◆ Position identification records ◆
** begin **

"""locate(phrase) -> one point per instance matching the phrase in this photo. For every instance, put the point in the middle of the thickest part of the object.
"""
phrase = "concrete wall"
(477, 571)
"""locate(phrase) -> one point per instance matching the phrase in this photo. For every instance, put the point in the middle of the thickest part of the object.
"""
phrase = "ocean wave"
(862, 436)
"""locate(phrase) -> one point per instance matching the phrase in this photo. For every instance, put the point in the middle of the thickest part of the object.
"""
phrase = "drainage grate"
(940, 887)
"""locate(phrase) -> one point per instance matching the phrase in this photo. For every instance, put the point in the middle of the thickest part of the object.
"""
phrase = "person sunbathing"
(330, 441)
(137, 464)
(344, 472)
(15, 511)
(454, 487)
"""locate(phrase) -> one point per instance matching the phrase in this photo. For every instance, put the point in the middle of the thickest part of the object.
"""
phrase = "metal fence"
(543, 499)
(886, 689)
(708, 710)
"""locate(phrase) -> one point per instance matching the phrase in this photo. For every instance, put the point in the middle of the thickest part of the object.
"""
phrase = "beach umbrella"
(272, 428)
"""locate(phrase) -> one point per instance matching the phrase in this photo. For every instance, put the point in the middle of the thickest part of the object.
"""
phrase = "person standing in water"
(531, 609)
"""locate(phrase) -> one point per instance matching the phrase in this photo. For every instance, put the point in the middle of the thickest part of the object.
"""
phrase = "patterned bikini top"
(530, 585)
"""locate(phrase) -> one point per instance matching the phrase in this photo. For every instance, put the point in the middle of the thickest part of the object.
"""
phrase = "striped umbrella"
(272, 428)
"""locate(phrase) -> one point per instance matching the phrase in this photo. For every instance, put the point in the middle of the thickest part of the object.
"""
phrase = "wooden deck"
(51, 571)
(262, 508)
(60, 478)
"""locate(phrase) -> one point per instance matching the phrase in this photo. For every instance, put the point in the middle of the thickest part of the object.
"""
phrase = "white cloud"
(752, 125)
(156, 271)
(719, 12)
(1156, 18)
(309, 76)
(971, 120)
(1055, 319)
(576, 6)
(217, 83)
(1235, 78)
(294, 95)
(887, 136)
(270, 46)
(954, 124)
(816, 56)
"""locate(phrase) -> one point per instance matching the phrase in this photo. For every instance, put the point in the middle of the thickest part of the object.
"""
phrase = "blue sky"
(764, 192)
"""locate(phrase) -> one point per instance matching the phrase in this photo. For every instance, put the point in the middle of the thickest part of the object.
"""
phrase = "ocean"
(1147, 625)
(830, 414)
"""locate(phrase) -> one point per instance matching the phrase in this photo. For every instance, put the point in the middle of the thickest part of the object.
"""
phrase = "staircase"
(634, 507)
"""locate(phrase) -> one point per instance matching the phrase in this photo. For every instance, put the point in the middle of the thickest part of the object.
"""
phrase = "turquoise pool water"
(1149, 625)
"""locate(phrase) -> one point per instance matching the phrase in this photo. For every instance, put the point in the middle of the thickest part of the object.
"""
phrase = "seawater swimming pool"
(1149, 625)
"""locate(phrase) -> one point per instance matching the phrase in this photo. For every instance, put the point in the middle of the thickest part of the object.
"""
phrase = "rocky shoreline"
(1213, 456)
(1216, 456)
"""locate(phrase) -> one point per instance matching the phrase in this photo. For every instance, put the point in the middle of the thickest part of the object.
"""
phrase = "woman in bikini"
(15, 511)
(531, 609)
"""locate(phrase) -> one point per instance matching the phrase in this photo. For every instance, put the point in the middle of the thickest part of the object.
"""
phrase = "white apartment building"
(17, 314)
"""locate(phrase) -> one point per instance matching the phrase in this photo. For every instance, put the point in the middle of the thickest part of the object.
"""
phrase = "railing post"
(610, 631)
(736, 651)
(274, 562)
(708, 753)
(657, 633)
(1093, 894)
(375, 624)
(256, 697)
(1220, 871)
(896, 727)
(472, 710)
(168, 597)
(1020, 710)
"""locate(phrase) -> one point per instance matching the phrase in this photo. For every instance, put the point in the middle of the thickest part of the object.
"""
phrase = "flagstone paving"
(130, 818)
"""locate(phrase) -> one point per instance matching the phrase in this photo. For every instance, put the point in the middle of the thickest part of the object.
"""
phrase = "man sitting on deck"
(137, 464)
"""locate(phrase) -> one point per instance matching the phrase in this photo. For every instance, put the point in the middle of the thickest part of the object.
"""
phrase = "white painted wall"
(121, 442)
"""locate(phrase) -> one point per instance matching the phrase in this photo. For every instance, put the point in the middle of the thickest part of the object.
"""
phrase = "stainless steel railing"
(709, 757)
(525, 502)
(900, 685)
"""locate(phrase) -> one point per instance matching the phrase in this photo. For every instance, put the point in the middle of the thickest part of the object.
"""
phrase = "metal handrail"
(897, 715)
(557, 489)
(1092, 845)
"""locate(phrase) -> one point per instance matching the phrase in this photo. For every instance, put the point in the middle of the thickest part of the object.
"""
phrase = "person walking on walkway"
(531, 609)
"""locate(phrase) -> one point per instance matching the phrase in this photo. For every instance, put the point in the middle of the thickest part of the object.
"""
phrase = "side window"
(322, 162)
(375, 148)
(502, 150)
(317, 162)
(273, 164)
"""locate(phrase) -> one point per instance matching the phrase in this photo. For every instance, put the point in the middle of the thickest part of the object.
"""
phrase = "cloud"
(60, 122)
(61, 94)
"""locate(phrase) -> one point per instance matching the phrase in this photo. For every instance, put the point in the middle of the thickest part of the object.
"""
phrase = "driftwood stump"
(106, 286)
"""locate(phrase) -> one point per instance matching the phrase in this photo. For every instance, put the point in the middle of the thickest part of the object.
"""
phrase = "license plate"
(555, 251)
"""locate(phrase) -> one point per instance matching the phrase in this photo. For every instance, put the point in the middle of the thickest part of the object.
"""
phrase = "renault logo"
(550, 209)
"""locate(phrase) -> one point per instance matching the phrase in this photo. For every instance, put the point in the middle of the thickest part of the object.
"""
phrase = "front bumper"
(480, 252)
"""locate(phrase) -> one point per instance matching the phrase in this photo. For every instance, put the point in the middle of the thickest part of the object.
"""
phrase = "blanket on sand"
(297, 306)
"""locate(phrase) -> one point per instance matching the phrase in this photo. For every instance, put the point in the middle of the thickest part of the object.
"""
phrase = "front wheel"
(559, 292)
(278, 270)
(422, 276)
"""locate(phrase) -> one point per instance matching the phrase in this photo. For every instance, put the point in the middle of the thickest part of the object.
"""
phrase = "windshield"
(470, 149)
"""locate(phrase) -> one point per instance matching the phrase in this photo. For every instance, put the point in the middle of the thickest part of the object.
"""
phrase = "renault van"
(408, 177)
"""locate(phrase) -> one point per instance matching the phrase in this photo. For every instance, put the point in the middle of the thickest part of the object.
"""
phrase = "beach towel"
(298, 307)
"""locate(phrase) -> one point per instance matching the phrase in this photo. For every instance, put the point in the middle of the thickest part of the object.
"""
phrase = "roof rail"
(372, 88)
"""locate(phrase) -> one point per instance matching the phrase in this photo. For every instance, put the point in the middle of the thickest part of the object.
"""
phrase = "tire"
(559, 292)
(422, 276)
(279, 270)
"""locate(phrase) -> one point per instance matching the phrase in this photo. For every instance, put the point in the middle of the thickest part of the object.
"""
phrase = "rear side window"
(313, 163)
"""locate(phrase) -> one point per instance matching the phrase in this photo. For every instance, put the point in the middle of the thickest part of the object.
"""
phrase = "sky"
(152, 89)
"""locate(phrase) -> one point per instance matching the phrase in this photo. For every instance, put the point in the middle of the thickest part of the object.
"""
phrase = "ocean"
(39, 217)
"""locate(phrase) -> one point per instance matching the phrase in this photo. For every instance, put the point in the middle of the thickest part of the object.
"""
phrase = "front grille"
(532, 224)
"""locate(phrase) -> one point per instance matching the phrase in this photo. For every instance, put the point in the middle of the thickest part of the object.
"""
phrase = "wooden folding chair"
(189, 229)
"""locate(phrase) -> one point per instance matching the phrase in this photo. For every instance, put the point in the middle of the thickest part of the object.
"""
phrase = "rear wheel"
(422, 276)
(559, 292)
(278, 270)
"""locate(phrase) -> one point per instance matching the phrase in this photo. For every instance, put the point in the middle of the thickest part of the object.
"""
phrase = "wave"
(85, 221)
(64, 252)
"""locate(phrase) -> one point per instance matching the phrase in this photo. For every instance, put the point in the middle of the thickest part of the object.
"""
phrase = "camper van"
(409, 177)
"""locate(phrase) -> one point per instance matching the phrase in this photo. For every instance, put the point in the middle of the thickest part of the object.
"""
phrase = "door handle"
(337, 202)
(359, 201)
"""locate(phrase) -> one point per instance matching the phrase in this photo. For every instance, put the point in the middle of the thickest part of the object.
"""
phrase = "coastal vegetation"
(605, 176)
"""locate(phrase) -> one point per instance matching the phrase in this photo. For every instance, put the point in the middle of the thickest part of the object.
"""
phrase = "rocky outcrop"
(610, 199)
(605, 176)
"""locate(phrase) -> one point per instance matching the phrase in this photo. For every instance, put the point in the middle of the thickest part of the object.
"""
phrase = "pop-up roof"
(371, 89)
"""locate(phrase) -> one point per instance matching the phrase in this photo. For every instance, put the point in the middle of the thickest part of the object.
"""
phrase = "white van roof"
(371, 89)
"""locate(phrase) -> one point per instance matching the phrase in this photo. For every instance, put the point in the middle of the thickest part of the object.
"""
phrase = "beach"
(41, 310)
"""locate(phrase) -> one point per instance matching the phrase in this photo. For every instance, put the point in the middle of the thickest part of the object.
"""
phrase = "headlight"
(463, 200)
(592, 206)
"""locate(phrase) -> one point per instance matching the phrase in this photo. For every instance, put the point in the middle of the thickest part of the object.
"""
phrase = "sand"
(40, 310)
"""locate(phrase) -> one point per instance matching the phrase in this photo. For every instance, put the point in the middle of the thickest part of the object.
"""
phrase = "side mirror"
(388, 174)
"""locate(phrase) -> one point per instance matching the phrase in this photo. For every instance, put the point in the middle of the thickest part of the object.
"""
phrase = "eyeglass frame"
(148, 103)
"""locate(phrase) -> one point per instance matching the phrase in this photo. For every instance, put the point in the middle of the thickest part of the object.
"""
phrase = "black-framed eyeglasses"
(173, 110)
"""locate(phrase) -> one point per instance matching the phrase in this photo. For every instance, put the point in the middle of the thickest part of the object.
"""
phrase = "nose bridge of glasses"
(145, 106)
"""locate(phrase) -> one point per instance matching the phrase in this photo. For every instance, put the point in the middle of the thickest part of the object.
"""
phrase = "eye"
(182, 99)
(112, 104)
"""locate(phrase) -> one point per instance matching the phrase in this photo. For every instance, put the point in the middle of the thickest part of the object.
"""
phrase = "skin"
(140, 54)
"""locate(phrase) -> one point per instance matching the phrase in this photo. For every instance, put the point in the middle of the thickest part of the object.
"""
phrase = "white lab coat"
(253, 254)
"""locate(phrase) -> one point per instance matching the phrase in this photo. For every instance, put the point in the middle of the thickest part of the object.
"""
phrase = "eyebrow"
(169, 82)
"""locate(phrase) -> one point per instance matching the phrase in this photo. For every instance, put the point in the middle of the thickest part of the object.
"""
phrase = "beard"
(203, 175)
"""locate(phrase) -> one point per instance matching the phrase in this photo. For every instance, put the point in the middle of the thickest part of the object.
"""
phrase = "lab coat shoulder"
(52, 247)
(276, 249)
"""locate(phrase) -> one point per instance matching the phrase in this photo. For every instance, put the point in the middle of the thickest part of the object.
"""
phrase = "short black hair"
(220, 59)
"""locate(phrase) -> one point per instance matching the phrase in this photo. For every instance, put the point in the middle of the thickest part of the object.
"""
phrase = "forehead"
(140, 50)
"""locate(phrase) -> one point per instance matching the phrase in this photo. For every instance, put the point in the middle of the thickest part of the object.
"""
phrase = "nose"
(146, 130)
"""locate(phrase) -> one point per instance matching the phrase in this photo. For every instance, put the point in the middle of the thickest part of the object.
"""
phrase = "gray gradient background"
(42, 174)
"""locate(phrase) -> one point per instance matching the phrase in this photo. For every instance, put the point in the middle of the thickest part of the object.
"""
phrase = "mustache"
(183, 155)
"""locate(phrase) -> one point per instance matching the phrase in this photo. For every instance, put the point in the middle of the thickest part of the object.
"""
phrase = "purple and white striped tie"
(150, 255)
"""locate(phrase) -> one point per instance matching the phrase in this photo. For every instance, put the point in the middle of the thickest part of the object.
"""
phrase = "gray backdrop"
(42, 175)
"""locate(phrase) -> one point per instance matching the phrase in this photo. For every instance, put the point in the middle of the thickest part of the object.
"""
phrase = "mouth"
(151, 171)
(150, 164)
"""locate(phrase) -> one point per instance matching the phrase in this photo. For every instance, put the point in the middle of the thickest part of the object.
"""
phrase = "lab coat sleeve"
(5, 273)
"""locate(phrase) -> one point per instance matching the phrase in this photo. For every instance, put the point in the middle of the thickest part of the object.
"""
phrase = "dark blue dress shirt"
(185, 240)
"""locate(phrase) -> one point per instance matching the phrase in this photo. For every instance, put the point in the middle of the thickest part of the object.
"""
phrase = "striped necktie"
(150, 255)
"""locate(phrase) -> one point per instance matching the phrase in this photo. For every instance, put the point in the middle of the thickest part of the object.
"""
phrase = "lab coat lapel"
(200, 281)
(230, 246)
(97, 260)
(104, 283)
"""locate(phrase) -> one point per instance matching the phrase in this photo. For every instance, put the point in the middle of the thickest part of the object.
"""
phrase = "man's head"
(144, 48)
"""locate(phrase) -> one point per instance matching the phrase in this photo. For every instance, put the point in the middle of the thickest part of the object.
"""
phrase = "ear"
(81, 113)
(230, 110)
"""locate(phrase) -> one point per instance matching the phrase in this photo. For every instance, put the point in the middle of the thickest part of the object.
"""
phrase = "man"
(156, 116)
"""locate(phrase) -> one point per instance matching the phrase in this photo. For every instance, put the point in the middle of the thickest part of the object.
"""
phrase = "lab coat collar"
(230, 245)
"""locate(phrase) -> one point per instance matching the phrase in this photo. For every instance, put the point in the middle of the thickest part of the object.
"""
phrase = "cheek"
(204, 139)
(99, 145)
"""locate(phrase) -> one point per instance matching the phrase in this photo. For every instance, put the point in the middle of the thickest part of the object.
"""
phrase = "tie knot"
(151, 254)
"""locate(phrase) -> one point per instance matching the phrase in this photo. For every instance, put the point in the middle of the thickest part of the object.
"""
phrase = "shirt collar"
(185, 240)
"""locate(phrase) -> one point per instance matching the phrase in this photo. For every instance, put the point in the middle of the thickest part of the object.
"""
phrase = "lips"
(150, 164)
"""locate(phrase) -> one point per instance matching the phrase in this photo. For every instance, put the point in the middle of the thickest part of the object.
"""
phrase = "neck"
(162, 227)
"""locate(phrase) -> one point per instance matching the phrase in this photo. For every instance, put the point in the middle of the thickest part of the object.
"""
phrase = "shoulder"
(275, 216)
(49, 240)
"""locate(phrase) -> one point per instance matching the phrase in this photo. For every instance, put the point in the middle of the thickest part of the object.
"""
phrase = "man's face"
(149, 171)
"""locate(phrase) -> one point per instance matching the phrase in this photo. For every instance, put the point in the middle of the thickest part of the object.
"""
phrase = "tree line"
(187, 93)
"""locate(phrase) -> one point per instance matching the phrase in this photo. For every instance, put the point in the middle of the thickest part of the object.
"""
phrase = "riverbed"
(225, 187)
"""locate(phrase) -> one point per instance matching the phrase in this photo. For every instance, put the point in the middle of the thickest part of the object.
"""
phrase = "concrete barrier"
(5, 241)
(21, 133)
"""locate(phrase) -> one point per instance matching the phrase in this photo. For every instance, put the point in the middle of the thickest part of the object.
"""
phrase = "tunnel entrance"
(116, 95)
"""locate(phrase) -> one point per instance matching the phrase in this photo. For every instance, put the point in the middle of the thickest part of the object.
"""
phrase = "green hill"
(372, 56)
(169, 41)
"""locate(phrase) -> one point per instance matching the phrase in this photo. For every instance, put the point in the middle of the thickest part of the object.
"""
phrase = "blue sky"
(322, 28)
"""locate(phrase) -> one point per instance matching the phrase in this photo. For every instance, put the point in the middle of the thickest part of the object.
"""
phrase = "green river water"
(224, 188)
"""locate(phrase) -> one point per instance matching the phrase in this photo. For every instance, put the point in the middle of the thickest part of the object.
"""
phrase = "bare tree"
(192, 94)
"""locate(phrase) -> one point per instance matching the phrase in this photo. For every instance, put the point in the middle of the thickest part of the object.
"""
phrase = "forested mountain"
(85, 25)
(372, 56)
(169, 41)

** end **

◆ WHAT THE EXERCISE ASKS ◆
Which lines in the material above contain the string "railing"? Select each of them and copy it out.

◆ SOLUTION TO THIS PROBLEM ◆
phrase = "railing post"
phrase = "stainless steel railing"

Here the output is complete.